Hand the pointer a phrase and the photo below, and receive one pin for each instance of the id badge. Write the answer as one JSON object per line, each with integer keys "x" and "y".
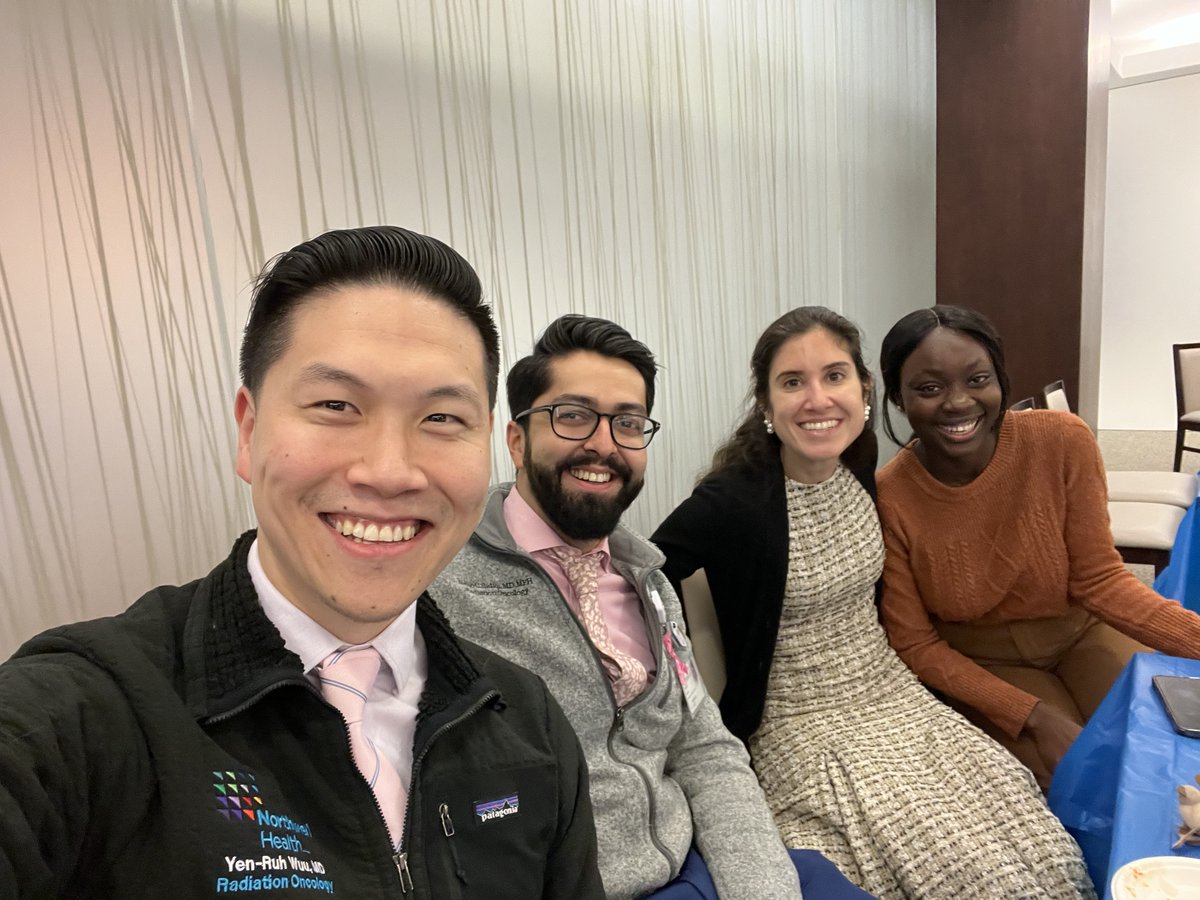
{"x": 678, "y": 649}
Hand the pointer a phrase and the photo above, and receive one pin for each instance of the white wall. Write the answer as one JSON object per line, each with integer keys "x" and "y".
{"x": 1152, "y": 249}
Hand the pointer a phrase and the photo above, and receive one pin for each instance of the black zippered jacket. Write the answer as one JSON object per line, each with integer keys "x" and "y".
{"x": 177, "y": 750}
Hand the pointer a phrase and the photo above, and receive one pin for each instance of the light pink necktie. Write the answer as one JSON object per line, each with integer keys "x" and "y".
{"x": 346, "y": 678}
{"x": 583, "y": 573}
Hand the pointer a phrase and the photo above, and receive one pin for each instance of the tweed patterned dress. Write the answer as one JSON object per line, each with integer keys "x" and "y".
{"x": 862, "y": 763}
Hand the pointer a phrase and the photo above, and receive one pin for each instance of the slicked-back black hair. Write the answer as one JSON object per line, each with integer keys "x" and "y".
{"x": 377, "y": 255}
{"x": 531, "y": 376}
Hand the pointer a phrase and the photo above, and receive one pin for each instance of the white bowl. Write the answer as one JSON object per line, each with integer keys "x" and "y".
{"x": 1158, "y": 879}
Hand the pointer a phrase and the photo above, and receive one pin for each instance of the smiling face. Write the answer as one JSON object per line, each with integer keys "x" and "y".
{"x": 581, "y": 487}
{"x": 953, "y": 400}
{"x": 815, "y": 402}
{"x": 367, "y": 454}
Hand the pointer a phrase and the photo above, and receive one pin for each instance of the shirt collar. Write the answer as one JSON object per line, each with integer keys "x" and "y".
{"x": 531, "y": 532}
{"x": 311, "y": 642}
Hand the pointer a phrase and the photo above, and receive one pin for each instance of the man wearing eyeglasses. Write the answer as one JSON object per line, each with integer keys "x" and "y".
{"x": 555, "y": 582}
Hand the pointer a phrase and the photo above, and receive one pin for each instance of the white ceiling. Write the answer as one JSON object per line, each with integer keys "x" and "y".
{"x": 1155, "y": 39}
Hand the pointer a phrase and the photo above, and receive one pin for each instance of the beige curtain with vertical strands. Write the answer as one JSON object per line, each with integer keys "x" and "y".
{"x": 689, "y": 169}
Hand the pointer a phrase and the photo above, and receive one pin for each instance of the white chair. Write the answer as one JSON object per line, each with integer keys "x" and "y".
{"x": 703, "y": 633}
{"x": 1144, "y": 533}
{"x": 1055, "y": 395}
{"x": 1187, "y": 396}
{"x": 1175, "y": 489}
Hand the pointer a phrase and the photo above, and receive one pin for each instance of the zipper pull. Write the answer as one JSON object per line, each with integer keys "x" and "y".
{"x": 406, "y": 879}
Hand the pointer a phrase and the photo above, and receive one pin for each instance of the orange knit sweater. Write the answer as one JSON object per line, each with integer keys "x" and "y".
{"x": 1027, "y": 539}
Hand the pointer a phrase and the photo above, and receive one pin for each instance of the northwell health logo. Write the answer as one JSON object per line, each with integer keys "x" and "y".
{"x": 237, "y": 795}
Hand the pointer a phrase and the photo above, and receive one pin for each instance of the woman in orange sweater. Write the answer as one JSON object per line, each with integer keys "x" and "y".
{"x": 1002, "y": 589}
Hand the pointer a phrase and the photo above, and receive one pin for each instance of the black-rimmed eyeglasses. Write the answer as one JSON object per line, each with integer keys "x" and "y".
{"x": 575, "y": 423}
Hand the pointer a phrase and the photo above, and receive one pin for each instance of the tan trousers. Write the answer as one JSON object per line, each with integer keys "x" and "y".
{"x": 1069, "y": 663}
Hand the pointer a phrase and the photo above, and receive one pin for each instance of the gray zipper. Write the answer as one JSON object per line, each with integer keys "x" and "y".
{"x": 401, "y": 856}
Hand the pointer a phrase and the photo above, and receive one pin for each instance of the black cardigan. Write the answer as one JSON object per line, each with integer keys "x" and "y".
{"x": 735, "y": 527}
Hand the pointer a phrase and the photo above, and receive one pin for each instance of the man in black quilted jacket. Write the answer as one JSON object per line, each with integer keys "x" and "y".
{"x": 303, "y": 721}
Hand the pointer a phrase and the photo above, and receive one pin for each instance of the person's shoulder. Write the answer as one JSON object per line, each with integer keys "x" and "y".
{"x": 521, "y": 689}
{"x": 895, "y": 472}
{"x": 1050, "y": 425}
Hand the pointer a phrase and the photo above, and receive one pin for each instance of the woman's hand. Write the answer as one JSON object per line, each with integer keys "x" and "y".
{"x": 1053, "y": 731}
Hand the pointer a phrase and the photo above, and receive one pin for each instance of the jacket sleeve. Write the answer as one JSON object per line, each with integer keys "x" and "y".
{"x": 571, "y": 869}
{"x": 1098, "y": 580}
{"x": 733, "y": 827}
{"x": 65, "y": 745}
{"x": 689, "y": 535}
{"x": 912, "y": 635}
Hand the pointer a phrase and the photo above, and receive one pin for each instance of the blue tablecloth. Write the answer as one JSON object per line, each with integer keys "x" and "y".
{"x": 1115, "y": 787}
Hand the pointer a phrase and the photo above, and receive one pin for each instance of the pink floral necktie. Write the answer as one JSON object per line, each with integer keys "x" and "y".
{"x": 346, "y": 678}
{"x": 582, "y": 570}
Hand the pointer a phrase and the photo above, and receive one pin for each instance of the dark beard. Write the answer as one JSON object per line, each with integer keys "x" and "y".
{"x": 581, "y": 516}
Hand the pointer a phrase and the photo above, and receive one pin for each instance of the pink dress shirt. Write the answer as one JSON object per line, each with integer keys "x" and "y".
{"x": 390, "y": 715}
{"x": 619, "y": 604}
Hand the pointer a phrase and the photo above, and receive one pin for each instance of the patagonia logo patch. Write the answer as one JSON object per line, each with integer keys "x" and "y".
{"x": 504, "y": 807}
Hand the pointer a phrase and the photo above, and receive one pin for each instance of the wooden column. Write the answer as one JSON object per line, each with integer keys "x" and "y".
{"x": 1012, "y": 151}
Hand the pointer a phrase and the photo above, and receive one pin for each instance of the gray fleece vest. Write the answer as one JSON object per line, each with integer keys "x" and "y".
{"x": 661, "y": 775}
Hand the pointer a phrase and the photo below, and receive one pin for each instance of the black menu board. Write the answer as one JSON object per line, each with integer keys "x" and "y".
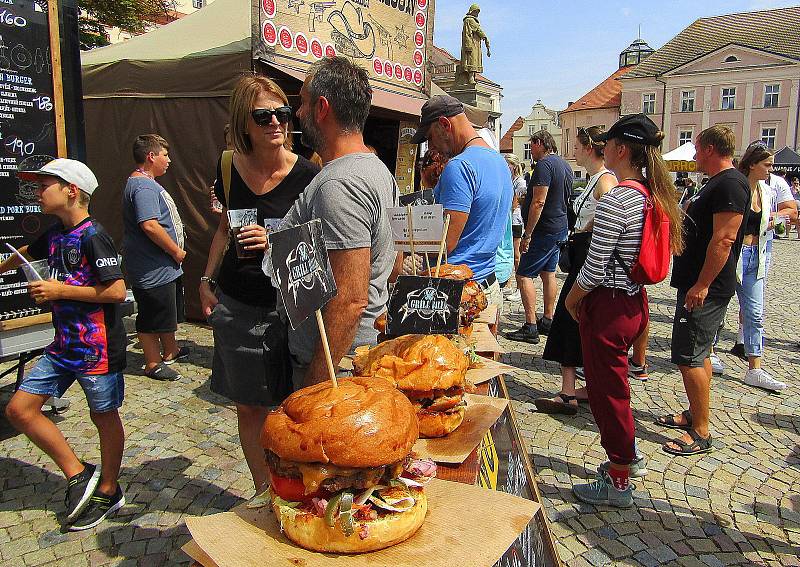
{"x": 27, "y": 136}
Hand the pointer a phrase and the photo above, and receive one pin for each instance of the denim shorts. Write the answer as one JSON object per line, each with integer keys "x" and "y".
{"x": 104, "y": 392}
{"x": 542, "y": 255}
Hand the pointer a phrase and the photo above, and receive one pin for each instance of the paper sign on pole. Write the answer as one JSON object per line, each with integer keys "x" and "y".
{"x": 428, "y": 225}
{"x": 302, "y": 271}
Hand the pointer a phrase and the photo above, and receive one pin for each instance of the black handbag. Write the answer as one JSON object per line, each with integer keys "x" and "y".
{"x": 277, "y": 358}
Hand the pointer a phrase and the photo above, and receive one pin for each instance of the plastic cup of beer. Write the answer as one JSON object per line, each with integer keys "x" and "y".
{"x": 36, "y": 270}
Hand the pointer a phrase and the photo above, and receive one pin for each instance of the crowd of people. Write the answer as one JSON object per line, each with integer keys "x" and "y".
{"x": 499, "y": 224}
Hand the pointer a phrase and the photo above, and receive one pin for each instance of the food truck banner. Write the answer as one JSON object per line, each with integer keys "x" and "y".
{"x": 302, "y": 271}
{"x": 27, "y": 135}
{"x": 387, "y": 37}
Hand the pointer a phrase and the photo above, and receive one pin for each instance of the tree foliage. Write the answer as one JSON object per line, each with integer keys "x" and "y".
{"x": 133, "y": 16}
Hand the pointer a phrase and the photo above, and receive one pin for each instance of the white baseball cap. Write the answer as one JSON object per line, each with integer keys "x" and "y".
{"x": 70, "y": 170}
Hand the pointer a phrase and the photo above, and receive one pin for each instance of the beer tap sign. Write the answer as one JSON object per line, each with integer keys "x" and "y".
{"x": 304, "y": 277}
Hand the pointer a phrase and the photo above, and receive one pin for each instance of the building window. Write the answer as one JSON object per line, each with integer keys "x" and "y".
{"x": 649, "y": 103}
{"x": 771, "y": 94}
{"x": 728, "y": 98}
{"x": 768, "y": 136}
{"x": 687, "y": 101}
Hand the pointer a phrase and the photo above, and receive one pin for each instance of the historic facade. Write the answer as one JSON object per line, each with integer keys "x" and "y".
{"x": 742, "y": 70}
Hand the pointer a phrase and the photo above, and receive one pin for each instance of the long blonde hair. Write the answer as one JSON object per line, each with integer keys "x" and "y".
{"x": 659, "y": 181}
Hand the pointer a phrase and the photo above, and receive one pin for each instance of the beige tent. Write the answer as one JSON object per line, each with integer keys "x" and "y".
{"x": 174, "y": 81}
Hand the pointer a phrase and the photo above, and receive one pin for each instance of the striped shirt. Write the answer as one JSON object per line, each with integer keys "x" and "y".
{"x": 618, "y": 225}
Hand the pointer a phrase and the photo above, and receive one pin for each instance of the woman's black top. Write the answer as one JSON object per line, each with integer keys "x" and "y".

========

Your reply must contain the line with "of the striped" and each later line of the material, word for word, and nothing else.

**EXERCISE OUTPUT:**
Hand the pointer a phrase and the photo above, and receive one pin for each instance of the striped shirt. Write the answer as one JSON object per line, each with integer keys "x" and "y".
{"x": 618, "y": 225}
Hand the pointer a phrase and the photo above, and receive one pin for each instance of the woman's black top. Write the answer as one JSON object per line, each with integer keys "x" and "y".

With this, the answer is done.